**Texte à lire**

___

Fin juin, John Textor, homme d’affaires américain, est devenu actionnaire majoritaire d’un des plus grands clubs français, l’Olympique Lyonnais. S’il s’agit du plus important investissement américain à date dans le foot français, l’évènement n’est pas isolé. De plus en plus de capitaux venus des États-Unis ont servi à prendre le contrôle de clubs hexagonaux : SCO Angers, Toulouse FC, Girondins de Bordeaux, SM Caen, le club parisien du Red Star…
Pourquoi lui ?
Luc Arrondel est professeur d’économie à l’École d’économie de Paris. Également chercheur au CNRS, il est spécialisé dans l’économie du football.
Pour l’Éco. Pourquoi les fonds d’investissement américains visent-ils le football européen ?
La logique d’un fonds d’investissement est d’investir à moyen terme avec un rendement conséquent. Omniprésents aux Etats-Unis, les fonds d’investissement (sociétés de capital-investissement) sont contraints par les règles de la MLS (Major League Soccer, le football aux Etats-Unis) à ne détenir au maximum que 20 % du capital d’une seule franchise (équivalent des clubs) de la ligue et des investissements dans au plus quatre équipes. Ils se tournent donc vers l’Europe pour élargir leur marché.

___

**Données fournies**
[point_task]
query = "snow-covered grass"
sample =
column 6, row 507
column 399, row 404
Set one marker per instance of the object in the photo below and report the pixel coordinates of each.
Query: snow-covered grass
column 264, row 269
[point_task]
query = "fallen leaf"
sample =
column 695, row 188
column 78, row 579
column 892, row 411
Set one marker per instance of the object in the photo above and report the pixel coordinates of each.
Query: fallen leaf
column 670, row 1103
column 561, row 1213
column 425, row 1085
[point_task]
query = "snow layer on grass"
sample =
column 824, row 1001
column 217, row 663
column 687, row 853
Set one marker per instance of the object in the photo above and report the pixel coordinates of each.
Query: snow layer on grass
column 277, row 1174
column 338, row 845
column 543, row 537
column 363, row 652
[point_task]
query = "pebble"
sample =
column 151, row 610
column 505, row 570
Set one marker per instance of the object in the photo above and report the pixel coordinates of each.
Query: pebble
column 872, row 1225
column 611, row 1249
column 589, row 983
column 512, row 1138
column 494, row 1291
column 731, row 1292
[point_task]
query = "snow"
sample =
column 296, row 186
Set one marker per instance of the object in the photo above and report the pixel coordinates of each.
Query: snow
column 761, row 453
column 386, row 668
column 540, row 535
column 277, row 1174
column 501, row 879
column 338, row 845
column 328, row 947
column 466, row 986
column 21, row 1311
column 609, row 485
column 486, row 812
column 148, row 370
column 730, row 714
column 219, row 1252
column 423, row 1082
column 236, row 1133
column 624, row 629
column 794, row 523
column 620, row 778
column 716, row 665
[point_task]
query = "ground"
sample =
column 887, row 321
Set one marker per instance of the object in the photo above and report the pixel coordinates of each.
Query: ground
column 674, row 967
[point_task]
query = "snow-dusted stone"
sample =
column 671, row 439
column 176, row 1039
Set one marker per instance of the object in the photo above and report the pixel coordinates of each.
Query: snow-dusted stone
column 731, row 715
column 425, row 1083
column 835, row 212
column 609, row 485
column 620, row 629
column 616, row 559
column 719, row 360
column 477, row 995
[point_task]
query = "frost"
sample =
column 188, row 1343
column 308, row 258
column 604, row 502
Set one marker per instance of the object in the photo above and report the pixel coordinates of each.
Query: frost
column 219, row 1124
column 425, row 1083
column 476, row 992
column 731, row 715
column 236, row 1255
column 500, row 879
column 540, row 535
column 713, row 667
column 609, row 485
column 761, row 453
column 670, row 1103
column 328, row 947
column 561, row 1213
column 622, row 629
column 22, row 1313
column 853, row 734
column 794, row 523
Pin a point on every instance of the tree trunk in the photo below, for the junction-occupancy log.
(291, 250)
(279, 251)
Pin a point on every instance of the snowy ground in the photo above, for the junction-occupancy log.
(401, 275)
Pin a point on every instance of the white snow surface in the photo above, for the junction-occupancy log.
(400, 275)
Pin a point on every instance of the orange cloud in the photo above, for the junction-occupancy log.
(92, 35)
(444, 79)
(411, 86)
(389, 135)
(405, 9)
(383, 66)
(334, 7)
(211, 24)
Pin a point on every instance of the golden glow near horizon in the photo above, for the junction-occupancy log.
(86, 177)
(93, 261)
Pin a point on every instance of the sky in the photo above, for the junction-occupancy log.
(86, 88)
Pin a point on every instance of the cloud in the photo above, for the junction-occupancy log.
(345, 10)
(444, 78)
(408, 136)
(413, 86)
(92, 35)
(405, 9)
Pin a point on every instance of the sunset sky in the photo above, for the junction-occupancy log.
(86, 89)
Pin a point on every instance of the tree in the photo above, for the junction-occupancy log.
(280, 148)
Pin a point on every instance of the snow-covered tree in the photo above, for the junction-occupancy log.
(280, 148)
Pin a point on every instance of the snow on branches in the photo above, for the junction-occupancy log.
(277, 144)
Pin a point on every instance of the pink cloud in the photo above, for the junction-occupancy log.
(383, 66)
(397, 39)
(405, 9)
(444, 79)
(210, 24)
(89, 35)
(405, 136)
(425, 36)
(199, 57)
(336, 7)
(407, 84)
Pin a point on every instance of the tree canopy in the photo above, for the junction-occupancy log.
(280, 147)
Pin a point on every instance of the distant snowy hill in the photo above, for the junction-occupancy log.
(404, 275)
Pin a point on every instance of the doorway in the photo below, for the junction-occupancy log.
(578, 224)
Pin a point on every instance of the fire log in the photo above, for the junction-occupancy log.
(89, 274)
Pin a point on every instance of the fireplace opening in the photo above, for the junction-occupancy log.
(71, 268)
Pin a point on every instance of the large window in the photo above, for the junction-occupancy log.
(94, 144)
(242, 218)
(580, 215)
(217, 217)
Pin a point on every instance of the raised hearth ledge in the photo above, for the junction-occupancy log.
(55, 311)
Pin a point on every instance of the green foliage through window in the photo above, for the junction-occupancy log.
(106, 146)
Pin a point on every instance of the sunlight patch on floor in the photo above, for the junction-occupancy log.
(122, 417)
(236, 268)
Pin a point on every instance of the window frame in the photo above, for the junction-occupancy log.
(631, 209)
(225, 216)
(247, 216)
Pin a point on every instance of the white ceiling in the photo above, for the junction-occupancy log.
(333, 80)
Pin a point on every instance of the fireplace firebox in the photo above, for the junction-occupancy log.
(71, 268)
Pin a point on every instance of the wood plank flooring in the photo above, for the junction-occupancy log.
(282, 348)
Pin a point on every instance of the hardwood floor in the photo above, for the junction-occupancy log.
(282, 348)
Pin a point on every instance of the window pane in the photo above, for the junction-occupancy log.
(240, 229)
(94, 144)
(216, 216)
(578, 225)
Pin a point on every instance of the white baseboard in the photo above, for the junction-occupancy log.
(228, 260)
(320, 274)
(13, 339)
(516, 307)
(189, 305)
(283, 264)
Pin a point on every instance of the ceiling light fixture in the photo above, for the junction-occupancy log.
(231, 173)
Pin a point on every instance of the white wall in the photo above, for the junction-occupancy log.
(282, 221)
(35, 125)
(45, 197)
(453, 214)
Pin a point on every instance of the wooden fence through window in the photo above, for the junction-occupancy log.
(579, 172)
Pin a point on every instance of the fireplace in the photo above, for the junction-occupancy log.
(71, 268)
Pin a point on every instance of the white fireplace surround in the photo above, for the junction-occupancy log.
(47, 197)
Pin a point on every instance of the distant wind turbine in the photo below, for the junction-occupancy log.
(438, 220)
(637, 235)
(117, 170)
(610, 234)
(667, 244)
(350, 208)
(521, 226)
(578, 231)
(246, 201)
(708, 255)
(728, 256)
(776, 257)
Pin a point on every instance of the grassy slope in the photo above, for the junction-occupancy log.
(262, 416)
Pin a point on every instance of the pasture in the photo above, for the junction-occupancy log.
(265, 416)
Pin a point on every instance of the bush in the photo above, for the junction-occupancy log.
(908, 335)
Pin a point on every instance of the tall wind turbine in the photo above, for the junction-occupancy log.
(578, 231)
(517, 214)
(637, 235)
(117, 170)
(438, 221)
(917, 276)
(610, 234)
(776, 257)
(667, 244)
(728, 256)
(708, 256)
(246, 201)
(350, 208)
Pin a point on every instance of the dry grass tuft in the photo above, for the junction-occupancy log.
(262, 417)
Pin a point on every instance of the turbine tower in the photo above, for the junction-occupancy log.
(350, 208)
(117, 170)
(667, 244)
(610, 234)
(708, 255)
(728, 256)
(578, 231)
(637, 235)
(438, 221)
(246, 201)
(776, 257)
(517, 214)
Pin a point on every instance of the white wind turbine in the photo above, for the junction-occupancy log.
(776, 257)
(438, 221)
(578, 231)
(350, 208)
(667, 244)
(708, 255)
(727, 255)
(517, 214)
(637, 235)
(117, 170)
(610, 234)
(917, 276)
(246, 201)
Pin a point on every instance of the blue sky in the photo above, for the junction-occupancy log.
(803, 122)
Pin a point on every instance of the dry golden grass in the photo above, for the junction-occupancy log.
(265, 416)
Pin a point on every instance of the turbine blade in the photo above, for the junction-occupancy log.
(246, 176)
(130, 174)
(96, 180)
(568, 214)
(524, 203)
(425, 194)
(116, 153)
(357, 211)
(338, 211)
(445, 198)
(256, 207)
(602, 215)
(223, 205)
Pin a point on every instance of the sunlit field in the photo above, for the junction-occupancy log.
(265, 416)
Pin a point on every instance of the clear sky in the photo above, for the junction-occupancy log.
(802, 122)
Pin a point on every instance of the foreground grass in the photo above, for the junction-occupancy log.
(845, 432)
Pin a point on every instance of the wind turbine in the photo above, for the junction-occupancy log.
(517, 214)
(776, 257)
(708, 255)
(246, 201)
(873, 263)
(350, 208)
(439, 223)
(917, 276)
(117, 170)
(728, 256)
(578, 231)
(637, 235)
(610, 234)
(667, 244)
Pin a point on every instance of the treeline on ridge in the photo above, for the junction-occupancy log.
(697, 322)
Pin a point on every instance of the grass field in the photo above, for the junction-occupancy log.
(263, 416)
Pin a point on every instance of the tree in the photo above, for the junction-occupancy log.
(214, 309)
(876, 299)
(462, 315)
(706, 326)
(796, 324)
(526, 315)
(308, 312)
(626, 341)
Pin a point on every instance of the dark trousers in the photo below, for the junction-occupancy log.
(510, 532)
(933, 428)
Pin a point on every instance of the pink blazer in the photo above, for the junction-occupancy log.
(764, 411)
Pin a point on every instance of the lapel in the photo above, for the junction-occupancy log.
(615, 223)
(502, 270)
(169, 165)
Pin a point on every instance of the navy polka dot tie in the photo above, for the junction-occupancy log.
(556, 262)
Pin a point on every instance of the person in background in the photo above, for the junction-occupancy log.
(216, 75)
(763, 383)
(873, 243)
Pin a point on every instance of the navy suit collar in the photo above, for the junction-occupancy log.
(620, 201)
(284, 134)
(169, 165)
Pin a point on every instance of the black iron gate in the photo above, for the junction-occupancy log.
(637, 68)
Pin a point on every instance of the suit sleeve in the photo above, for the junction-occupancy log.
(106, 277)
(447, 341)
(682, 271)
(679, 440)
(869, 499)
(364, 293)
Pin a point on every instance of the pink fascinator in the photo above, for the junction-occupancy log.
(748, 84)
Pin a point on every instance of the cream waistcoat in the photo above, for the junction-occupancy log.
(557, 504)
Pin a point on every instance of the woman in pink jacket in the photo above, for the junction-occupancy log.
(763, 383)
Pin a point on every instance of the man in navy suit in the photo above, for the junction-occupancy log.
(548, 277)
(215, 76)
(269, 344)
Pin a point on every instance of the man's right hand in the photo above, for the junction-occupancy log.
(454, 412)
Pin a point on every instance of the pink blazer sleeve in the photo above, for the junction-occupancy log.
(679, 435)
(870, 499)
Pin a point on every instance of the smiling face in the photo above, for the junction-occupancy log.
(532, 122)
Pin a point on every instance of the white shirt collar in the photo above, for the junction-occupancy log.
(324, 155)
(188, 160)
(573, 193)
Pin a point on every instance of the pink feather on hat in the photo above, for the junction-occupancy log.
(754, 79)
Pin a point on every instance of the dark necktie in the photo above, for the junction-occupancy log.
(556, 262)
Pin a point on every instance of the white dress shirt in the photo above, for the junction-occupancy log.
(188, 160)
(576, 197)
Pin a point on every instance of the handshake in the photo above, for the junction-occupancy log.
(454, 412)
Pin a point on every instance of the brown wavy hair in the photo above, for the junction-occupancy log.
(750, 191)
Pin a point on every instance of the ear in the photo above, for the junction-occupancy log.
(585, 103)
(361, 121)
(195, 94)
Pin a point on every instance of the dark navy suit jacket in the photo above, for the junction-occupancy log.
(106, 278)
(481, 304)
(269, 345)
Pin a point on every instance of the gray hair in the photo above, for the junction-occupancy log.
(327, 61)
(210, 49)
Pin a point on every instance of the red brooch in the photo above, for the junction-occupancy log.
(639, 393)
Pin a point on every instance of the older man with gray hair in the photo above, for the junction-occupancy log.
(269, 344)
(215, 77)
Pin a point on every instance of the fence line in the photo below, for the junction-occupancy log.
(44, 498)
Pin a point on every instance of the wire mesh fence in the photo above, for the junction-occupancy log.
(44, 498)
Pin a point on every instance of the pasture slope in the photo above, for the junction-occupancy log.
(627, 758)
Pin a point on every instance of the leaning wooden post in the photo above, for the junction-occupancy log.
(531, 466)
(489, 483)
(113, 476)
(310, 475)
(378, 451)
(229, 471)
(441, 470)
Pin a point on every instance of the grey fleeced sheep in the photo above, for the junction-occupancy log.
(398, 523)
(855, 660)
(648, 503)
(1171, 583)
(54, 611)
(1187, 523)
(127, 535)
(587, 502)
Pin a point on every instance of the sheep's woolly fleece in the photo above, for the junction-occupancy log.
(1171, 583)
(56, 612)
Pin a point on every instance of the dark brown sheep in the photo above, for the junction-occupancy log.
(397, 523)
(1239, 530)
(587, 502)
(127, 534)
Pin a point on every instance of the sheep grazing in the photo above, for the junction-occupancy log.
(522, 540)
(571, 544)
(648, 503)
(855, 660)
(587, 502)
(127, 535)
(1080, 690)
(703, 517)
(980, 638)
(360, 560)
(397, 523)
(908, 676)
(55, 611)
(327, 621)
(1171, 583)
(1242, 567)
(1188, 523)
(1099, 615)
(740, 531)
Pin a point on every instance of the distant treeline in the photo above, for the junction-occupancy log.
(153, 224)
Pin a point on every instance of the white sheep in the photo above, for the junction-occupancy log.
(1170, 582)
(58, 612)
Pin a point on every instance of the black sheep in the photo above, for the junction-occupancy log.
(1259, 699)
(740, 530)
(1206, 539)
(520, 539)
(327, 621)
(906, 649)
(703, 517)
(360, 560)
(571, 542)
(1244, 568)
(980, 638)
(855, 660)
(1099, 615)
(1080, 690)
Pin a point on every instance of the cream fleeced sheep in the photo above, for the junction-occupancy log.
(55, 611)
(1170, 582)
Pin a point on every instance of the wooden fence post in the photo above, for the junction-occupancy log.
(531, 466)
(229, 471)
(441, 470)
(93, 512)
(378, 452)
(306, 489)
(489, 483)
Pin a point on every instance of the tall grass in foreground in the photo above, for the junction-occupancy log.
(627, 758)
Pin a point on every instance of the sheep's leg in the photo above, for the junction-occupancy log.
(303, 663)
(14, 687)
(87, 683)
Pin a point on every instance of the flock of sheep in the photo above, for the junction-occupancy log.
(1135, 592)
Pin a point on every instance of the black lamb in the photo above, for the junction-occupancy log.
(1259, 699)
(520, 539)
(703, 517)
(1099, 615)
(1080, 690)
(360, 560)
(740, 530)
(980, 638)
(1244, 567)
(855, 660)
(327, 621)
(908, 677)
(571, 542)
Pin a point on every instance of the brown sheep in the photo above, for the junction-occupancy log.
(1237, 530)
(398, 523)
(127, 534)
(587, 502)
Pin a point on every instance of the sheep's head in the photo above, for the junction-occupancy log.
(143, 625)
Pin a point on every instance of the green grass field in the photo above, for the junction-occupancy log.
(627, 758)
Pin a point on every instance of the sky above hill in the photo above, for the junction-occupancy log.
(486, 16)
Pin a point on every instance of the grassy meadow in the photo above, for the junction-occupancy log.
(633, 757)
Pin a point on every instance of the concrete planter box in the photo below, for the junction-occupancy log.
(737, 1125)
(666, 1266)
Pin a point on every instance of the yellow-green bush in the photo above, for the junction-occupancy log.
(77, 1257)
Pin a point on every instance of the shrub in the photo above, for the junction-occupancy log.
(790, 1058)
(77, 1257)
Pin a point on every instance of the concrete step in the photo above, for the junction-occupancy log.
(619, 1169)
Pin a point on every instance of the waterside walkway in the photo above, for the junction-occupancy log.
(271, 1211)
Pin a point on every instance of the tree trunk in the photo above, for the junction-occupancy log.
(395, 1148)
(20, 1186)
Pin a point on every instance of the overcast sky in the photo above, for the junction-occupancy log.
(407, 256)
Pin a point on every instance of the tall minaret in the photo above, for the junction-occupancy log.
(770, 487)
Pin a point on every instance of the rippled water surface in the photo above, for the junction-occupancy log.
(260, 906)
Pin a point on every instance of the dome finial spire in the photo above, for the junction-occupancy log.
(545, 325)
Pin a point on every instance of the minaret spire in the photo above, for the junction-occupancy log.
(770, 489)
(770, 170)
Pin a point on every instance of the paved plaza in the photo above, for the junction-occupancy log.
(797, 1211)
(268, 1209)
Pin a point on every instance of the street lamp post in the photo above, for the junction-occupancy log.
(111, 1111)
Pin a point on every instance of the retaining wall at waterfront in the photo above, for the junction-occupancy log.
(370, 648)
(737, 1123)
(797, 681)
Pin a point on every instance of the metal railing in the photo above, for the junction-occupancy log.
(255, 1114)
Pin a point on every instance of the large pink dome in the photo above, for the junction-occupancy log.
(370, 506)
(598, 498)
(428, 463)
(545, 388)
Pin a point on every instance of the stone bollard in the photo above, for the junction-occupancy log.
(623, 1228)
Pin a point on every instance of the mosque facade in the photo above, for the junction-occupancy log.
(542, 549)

___

**Objectif**
Recopiez sans rien changer le passage du texte sur le football français en partant de « Fin juin, John » et en allant jusqu'à « football européen ? » inclus.

**Résultat attendu**
Fin juin, John Textor, homme d’affaires américain, est devenu actionnaire majoritaire d’un des plus grands clubs français, l’Olympique Lyonnais. S’il s’agit du plus important investissement américain à date dans le foot français, l’évènement n’est pas isolé. De plus en plus de capitaux venus des États-Unis ont servi à prendre le contrôle de clubs hexagonaux : SCO Angers, Toulouse FC, Girondins de Bordeaux, SM Caen, le club parisien du Red Star…
Pourquoi lui ?
Luc Arrondel est professeur d’économie à l’École d’économie de Paris. Également chercheur au CNRS, il est spécialisé dans l’économie du football.
Pour l’Éco. Pourquoi les fonds d’investissement américains visent-ils le football européen ?